### Instructions for the task
Copy the lines of the data below verbatim, from the line containing "Tag the ceiling fan in" through the line containing "[[854, 144]]", including both of those lines.

* start Entries shown *

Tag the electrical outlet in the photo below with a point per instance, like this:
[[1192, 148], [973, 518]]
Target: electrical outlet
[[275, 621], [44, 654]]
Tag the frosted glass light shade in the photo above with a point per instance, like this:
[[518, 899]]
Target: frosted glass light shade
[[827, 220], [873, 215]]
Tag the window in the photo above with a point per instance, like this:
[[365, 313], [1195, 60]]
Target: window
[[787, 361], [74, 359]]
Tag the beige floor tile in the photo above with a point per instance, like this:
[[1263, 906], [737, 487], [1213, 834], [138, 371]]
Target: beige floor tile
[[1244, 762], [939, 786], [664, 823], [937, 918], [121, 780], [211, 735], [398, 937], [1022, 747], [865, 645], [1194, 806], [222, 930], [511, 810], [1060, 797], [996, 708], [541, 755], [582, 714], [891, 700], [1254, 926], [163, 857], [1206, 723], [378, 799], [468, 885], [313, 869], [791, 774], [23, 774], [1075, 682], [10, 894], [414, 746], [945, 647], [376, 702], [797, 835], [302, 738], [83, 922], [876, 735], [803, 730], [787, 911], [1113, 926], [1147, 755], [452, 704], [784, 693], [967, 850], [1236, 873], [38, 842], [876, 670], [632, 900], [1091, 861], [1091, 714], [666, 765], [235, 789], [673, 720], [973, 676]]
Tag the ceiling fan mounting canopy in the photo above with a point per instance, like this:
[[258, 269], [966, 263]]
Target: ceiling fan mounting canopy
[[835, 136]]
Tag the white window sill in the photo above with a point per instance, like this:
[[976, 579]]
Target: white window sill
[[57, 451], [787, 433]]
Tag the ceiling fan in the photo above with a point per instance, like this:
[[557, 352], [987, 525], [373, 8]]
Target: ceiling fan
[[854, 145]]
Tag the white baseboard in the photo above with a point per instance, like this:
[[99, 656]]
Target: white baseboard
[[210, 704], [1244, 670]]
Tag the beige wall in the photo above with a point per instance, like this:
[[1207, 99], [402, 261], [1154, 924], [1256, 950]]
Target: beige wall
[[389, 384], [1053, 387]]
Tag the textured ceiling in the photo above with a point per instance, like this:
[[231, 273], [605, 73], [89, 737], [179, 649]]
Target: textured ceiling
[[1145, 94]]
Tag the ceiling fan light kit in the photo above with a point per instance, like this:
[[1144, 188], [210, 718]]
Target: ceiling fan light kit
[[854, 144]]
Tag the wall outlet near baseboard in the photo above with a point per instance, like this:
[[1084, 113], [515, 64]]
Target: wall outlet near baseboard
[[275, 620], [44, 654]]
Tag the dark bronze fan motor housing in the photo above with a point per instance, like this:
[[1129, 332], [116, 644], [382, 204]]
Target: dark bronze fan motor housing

* end Entries shown *

### Task solution
Tag the ceiling fan in the photo above with a point per instance, like this:
[[557, 352], [987, 525], [373, 8]]
Target: ceiling fan
[[854, 145]]
Tag the white baseboard in the photo above with a point per instance, like this:
[[99, 656]]
Target: white baseboard
[[210, 704], [1244, 670]]
Tag the beige wall in the photo above with a point per instance, like this:
[[1207, 99], [402, 261], [1154, 924], [1256, 950]]
Target: beige wall
[[389, 384], [1053, 387]]
Tag the textured ceiling in the photo above with a point per instance, like this:
[[231, 273], [605, 73], [89, 737], [179, 649]]
Target: textured ceiling
[[1145, 94]]
Tag the ceiling fan light kit in the photo above with a point per instance, like this:
[[1144, 188], [210, 718]]
Target: ceiling fan light kit
[[854, 144]]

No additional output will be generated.